Requirements:
Render the listing below as a Markdown table with two columns, Row and Line: Row numbers each line in order, and Line holds that line. Leave out blank lines.

---

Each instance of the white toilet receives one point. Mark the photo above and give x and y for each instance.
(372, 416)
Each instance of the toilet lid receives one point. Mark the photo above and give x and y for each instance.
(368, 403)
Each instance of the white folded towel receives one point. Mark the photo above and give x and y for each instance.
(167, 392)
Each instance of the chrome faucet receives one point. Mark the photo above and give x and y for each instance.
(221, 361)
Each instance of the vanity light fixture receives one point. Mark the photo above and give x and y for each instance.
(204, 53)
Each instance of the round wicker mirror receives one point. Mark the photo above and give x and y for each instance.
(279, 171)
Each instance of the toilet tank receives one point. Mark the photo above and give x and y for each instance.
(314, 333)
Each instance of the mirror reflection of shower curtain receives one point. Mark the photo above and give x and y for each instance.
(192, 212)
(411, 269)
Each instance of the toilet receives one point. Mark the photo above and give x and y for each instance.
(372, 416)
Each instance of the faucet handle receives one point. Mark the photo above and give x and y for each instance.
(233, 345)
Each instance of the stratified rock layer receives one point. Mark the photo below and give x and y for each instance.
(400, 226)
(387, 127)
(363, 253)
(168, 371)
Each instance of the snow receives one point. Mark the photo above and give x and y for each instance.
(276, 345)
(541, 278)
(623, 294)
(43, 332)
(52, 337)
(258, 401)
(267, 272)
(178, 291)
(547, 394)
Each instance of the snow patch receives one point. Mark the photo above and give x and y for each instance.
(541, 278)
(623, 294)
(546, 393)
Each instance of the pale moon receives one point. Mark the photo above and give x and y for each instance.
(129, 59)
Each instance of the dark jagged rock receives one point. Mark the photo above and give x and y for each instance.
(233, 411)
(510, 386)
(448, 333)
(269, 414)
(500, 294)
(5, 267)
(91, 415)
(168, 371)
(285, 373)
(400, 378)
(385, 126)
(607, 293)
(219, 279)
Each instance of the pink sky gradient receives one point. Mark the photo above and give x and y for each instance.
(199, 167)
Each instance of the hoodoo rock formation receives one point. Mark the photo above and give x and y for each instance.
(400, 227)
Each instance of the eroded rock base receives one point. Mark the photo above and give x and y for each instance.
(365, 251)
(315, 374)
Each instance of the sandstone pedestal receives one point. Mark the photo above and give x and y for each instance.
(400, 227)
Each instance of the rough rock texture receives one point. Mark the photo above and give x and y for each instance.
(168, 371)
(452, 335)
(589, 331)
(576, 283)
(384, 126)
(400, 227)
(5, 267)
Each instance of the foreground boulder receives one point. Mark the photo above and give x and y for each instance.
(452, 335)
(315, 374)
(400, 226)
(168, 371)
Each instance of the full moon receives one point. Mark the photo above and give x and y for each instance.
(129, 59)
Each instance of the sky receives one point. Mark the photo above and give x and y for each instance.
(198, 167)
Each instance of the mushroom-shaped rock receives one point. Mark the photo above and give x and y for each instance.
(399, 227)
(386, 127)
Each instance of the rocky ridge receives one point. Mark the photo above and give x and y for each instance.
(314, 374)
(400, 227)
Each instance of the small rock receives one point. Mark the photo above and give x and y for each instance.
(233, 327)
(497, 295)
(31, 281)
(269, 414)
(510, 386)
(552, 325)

---

Worked answer:
| Row | Line |
|---|---|
| 1 | Each instance of the white toilet receives one point. Mark the photo above and give x and y for each instance. |
| 2 | (372, 416) |
| 3 | Each instance of the toilet lid receives one point. Mark the photo above and give x and y for each instance. |
| 4 | (368, 403) |
| 5 | Each instance of the white folded towel receives one point. Mark the photo above and give x and y for each instance. |
| 6 | (167, 392) |
| 7 | Each instance of the chrome faucet receives one point. Mark the photo above and give x and y for each instance. |
| 8 | (221, 361) |
| 9 | Each instance of the vanity light fixture receives one point. Mark the photo above and give x and y for each instance. |
| 10 | (204, 53) |
| 11 | Each instance of the round wicker mirror receives one point. Mark the photo above and give x and y for each instance. |
| 12 | (279, 171) |
| 13 | Each instance of the toilet tank receives one point. Mark the photo above and give x and y for each instance. |
| 14 | (314, 333) |
| 15 | Each instance of the mirror reflection of shower curtain receives one point. Mark the photo above and give x and y for each instance. |
| 16 | (192, 212) |
| 17 | (411, 269) |
| 18 | Each instance of the toilet receives one point. Mark the photo above and give x and y for each instance. |
| 19 | (372, 416) |
| 20 | Each instance of the faucet handle receives one point. Mark the photo above and give x and y for each instance. |
| 21 | (233, 345) |
| 22 | Each instance of the stratified rock layer receives one point. Mark the photo below and give x and y for each instance. |
| 23 | (400, 226) |
| 24 | (387, 127) |
| 25 | (363, 253) |
| 26 | (168, 371) |
| 27 | Each instance of the snow receives one point. Mark the photo above and give x and y for each instance. |
| 28 | (276, 345) |
| 29 | (541, 278) |
| 30 | (623, 294) |
| 31 | (43, 332) |
| 32 | (52, 337) |
| 33 | (258, 401) |
| 34 | (267, 272) |
| 35 | (178, 291) |
| 36 | (547, 394) |
| 37 | Each instance of the snow patch receives one point. Mark the photo above and give x and y for each instance. |
| 38 | (541, 278) |
| 39 | (623, 294) |
| 40 | (546, 393) |
| 41 | Each instance of the pale moon receives one point. Mark the photo above and give x and y for each instance. |
| 42 | (129, 59) |
| 43 | Each instance of the dark jagged rock receives one point. Mark the photo above and give x and y for each instance. |
| 44 | (233, 411) |
| 45 | (510, 386) |
| 46 | (448, 333) |
| 47 | (269, 414) |
| 48 | (500, 294) |
| 49 | (5, 267) |
| 50 | (91, 415) |
| 51 | (168, 371) |
| 52 | (285, 373) |
| 53 | (400, 378) |
| 54 | (385, 126) |
| 55 | (607, 293) |
| 56 | (219, 279) |
| 57 | Each instance of the pink sky gradient receives one point. Mark the photo above and give x and y for each instance. |
| 58 | (199, 167) |
| 59 | Each instance of the hoodoo rock formation receives one point. Mark the photo above and give x and y for each instance. |
| 60 | (400, 227) |
| 61 | Each instance of the eroded rock base receives one point. Mark the photo above and give x and y for each instance. |
| 62 | (365, 251) |
| 63 | (315, 374) |
| 64 | Each instance of the sandstone pedestal receives one point. Mark the photo above and give x and y for each instance. |
| 65 | (400, 227) |
| 66 | Each instance of the rough rock texture receives one point. Mark the photo above and give x and y for each instance. |
| 67 | (168, 371) |
| 68 | (452, 335) |
| 69 | (589, 331) |
| 70 | (576, 283) |
| 71 | (384, 126) |
| 72 | (400, 227) |
| 73 | (5, 267) |
| 74 | Each instance of the foreground boulder receives one point. Mark the photo above and give x and y for each instance. |
| 75 | (452, 335) |
| 76 | (315, 374) |
| 77 | (400, 226) |
| 78 | (168, 371) |
| 79 | Each instance of the full moon receives one point. Mark the photo above and give x and y for each instance. |
| 80 | (129, 59) |
| 81 | Each instance of the sky receives one point. Mark the photo above and give x and y for each instance. |
| 82 | (198, 167) |
| 83 | Each instance of the mushroom-shaped rock receives one point. Mark the photo above and give x and y for each instance. |
| 84 | (399, 227) |
| 85 | (386, 127) |
| 86 | Each instance of the rocky ridge receives one point. Mark the photo above and give x and y for each instance. |
| 87 | (314, 374) |
| 88 | (400, 227) |
| 89 | Each instance of the small rock receives one point. Mark the photo above and give x and y for each instance. |
| 90 | (233, 327) |
| 91 | (497, 295) |
| 92 | (31, 281) |
| 93 | (269, 414) |
| 94 | (510, 386) |
| 95 | (552, 325) |